(Source data Opens)

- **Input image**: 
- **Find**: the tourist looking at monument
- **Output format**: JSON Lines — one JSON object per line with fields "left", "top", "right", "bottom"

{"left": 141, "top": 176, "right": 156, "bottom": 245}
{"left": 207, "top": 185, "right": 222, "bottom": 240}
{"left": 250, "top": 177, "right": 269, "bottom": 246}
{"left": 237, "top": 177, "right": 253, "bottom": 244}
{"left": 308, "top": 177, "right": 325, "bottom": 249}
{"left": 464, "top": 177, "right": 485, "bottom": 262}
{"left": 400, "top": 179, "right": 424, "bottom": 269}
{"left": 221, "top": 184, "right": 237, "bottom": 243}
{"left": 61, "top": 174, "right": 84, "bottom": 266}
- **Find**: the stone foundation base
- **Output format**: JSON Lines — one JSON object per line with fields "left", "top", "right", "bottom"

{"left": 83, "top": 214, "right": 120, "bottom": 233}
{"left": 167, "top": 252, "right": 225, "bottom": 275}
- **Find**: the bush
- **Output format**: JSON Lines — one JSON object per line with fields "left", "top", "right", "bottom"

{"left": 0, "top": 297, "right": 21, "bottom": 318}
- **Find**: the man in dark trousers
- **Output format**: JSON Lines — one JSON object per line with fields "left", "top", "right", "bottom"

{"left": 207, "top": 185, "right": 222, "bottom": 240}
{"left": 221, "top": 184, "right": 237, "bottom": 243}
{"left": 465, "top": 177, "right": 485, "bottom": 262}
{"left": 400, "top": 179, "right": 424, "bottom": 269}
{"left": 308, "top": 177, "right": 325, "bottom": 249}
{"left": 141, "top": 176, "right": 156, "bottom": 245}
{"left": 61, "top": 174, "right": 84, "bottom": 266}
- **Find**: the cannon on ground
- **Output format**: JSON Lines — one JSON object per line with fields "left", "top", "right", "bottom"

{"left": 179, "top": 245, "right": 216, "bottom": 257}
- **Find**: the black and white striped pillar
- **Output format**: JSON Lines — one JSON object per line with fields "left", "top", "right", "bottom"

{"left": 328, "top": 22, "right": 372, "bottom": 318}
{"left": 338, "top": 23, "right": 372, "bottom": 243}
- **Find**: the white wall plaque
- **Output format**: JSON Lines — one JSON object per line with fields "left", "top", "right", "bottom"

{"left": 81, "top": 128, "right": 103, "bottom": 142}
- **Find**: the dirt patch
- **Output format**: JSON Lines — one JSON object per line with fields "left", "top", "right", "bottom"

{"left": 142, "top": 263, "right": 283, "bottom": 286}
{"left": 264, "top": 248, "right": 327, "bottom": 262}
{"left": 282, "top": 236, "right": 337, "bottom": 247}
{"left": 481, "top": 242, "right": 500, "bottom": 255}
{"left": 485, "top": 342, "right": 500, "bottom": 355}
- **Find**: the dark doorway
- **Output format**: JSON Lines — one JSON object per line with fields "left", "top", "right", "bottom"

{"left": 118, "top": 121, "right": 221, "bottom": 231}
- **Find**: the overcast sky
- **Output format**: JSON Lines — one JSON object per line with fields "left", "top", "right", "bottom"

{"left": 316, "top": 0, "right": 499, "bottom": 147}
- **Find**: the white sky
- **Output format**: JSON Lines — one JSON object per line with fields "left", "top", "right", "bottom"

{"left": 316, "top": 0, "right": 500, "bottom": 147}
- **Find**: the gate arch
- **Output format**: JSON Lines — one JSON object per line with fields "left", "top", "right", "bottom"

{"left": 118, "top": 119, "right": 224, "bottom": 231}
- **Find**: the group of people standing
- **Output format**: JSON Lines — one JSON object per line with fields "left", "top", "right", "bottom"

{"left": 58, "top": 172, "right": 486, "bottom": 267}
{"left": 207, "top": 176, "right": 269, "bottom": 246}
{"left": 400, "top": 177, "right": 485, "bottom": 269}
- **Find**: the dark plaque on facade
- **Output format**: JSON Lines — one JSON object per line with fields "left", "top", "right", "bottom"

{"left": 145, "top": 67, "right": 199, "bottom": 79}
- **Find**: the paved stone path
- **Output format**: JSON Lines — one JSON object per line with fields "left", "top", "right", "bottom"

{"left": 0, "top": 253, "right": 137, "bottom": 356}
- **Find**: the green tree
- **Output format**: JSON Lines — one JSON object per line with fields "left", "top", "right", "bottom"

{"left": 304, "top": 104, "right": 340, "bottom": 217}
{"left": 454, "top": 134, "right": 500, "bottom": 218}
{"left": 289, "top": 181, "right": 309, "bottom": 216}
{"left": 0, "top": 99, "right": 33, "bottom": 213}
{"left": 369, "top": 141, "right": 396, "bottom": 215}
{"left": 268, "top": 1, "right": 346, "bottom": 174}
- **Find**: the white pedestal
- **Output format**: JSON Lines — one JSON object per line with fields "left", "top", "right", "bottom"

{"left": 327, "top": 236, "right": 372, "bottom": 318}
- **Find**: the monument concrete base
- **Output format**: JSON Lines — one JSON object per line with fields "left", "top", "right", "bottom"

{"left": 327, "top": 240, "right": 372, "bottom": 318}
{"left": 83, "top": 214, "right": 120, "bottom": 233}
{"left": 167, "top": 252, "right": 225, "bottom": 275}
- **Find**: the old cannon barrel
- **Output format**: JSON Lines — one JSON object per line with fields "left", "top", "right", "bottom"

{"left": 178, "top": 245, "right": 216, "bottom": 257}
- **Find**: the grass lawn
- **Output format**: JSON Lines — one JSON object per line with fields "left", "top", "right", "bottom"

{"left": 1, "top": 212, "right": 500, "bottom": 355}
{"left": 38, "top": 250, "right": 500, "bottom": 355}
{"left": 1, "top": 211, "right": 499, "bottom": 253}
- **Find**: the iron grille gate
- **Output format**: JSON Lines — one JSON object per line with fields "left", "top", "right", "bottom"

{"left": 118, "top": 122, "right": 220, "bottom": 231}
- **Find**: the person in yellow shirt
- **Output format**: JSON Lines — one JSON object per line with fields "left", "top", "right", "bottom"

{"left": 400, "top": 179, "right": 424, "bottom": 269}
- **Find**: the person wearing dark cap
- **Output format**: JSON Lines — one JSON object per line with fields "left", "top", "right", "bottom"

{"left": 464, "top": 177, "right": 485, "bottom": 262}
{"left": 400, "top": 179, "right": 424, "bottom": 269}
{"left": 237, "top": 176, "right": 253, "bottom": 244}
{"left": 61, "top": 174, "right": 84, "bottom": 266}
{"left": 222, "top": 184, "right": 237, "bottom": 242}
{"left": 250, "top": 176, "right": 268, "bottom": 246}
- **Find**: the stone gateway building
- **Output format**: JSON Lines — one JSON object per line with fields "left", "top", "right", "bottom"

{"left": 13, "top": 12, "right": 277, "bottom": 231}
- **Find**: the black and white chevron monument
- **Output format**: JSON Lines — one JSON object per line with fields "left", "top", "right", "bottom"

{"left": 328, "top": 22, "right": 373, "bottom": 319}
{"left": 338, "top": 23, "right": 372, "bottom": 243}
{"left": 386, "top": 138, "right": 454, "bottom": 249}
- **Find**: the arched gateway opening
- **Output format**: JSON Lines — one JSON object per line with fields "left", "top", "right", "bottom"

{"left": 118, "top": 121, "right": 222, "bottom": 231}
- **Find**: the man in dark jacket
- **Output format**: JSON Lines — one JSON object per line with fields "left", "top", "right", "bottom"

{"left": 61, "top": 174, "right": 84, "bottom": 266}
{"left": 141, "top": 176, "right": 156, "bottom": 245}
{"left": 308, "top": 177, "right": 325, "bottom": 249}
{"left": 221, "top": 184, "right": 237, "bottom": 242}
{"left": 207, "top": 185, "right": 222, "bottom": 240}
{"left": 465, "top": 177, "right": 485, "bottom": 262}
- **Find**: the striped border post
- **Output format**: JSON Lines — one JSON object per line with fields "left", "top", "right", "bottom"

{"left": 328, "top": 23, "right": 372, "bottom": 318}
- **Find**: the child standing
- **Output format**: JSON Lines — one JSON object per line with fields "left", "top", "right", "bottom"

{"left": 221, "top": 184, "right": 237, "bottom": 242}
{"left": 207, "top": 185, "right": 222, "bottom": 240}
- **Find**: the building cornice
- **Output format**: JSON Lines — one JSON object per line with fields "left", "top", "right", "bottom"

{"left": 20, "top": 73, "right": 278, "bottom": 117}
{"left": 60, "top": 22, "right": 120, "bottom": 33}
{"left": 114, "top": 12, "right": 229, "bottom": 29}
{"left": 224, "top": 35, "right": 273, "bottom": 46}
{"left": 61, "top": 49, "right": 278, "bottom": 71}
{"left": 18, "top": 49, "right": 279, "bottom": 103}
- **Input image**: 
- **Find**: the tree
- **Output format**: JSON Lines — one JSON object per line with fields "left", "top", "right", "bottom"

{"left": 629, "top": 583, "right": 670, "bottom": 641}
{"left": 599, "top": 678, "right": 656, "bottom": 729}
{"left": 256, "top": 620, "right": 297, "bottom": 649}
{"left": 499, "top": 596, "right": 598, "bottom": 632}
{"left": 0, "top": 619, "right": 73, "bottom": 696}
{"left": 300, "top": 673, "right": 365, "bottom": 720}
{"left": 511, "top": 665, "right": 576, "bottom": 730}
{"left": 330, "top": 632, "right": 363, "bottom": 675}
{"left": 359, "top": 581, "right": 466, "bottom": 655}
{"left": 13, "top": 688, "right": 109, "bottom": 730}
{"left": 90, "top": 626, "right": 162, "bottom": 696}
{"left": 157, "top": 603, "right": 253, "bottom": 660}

(Source data Closes)

Problem description: Looking at the listing above, count the lines that contain "white" and give nothing but the number.

Answer to the exercise: 5